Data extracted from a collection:

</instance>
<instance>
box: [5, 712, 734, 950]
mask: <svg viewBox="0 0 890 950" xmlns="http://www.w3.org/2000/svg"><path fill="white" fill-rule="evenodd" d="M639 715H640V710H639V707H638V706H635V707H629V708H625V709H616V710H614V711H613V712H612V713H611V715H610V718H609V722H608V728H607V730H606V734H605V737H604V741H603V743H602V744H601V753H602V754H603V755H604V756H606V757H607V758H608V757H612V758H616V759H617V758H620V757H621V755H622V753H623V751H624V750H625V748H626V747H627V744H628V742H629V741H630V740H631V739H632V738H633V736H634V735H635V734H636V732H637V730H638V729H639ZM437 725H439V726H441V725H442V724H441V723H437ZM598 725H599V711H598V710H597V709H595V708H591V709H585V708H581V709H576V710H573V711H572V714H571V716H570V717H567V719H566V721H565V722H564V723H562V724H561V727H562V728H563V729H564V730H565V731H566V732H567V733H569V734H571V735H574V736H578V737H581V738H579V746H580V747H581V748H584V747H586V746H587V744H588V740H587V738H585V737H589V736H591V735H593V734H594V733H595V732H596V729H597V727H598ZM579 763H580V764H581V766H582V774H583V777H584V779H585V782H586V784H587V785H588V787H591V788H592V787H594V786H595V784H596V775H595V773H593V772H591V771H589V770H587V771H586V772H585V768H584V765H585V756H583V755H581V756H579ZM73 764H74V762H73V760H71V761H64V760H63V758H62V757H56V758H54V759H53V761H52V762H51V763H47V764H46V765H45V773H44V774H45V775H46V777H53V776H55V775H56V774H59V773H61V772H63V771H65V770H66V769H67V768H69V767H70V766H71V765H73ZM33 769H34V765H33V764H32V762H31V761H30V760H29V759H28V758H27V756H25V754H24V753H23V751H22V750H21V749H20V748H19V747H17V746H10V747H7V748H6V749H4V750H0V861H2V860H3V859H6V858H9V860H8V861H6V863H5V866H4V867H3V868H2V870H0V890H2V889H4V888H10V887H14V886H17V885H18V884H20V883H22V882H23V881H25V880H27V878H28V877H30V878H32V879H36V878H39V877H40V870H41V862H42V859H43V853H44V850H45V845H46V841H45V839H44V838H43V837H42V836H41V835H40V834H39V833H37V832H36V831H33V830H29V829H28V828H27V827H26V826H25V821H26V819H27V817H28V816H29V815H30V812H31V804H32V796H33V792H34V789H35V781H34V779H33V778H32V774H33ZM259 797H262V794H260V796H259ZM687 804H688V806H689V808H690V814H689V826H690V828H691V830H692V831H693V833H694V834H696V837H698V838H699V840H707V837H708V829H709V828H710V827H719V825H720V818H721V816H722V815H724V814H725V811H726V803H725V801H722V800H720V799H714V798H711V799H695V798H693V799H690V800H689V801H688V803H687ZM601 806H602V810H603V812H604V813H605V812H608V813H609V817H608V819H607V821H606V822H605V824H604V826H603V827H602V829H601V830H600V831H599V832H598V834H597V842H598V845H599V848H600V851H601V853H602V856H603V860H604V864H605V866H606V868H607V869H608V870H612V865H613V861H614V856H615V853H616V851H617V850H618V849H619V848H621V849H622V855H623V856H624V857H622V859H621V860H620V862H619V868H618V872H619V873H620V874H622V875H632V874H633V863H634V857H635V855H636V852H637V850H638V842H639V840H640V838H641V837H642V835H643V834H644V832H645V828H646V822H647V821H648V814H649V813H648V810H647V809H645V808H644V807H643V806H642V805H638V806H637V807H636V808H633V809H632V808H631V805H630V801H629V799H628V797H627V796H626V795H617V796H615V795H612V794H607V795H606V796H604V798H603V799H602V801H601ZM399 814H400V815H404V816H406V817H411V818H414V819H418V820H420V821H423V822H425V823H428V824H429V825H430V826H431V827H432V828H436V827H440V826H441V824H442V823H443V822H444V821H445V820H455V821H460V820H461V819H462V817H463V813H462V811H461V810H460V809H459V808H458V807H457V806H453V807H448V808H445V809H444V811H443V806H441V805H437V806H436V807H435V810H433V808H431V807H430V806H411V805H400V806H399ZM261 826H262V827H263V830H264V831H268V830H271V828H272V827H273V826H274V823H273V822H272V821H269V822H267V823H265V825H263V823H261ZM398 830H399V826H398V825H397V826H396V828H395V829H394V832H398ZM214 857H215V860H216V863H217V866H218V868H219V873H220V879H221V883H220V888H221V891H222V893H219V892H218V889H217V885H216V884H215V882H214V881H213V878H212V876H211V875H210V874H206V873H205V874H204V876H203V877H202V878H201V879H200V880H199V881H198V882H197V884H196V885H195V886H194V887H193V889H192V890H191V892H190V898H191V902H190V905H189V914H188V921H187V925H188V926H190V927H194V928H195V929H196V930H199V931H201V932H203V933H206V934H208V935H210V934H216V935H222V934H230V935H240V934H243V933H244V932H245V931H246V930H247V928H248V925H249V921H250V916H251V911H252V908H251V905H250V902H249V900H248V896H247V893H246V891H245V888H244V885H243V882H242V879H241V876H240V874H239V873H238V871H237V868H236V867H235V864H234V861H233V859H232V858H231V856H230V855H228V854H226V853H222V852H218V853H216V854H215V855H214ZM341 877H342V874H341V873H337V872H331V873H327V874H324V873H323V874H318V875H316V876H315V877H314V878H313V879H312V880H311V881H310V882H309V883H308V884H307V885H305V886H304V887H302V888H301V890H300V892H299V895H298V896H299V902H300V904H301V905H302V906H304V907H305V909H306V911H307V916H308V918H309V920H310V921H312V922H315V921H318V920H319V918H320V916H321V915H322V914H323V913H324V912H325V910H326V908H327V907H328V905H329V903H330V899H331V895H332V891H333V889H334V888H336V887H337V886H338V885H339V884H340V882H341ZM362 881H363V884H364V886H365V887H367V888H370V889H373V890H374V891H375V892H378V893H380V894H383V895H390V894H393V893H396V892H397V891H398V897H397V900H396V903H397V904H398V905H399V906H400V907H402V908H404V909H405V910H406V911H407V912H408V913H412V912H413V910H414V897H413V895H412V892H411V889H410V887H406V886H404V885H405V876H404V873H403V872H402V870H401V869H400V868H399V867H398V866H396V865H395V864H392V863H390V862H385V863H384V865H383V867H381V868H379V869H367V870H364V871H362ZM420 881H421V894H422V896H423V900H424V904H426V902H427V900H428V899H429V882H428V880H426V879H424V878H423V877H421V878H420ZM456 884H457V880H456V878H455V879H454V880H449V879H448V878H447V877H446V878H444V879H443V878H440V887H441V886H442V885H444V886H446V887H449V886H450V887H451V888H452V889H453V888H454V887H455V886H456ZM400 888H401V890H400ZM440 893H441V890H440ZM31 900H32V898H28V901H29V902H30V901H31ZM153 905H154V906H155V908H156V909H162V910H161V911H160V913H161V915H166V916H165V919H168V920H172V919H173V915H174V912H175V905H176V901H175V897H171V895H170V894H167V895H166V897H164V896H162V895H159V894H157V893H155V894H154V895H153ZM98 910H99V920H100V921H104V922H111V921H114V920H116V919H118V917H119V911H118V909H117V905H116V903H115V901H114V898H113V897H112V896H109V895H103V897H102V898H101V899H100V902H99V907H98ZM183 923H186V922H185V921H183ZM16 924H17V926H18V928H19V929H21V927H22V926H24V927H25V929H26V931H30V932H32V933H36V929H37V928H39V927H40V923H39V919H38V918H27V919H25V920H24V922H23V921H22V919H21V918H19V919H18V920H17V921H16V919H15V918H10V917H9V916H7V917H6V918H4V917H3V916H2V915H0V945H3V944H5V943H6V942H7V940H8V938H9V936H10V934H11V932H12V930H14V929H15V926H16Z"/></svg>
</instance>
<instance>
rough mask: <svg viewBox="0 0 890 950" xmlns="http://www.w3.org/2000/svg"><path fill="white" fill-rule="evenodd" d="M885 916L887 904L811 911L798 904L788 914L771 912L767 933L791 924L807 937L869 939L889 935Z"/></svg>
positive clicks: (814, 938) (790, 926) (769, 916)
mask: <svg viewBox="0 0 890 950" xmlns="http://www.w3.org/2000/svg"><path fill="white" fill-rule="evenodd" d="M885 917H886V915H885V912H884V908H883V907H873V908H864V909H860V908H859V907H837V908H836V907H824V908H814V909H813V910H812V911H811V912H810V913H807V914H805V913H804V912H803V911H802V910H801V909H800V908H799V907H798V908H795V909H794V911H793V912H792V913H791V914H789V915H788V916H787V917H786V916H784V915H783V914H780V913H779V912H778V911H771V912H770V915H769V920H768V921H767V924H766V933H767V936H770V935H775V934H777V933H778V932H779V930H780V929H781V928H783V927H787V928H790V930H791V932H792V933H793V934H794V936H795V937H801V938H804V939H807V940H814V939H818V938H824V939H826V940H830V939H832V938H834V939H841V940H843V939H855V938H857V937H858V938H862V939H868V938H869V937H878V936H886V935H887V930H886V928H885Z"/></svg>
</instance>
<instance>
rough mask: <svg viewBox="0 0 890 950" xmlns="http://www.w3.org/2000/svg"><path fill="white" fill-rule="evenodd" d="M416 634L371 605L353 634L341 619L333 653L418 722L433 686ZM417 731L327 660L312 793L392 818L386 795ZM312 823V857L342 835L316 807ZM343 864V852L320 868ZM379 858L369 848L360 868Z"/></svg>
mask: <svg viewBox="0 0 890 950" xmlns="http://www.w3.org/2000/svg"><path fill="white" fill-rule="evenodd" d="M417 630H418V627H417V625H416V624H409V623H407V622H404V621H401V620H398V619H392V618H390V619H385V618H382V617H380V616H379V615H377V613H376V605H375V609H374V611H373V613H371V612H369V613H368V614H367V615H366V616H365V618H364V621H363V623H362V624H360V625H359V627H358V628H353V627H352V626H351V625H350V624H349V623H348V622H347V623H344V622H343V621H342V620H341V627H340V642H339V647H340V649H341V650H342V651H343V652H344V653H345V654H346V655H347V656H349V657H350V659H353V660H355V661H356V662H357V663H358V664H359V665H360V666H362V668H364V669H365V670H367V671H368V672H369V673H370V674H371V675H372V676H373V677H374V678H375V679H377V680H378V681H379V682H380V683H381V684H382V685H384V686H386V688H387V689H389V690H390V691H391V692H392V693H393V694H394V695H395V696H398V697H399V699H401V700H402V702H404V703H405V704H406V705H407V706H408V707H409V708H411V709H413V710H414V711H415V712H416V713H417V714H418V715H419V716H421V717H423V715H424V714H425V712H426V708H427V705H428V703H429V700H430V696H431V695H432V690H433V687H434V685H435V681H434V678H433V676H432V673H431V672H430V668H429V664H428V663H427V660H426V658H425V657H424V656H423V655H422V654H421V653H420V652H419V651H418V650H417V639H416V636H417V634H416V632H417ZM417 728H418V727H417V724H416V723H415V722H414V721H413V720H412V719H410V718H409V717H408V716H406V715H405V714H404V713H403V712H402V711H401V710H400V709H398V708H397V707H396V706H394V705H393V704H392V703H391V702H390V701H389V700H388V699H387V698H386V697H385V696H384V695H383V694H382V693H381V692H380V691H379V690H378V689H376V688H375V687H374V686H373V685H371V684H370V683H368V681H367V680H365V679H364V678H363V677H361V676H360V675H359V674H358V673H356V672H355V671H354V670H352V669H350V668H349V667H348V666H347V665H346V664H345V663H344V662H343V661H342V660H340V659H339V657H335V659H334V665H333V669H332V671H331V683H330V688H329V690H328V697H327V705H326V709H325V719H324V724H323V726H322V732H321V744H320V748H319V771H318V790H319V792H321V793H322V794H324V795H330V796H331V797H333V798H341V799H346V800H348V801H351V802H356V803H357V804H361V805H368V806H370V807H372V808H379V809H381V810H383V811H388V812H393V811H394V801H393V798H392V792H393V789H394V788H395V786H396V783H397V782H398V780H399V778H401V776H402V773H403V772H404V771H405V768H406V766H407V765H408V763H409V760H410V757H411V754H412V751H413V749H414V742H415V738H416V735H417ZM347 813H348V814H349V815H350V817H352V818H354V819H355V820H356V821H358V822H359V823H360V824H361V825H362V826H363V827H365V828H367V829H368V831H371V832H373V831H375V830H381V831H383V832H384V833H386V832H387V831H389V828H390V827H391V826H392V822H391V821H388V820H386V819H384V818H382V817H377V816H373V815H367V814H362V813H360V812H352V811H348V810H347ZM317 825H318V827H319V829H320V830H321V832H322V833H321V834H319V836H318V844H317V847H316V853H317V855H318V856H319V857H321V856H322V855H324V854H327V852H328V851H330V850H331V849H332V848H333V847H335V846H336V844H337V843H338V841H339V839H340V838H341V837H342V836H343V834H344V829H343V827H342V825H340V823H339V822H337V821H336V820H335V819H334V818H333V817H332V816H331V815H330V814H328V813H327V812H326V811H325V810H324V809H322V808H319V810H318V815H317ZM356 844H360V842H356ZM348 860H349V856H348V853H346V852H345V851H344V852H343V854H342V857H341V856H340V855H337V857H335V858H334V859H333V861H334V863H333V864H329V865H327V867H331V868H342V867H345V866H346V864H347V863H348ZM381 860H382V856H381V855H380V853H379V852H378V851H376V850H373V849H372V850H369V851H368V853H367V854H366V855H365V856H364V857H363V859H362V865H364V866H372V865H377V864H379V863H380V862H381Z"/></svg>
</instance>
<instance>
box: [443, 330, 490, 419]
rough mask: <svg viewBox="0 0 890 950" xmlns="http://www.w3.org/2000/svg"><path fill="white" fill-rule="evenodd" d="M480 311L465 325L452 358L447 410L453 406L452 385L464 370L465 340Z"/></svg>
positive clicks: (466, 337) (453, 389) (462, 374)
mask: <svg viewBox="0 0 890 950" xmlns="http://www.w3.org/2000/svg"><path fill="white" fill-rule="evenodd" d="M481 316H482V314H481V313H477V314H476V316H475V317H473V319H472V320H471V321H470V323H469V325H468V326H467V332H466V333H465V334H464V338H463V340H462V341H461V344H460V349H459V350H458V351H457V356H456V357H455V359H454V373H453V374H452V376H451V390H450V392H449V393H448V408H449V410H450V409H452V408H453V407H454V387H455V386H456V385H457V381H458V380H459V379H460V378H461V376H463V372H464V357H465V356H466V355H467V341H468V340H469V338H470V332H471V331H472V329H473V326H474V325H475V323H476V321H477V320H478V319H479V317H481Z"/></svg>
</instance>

YOUR ASSIGNMENT:
Identify each line in the records above that contains the string "clicks", and copy every such line in full.

ANSWER BOX:
positive clicks: (814, 938) (790, 926) (769, 916)
positive clicks: (466, 337) (453, 389) (462, 374)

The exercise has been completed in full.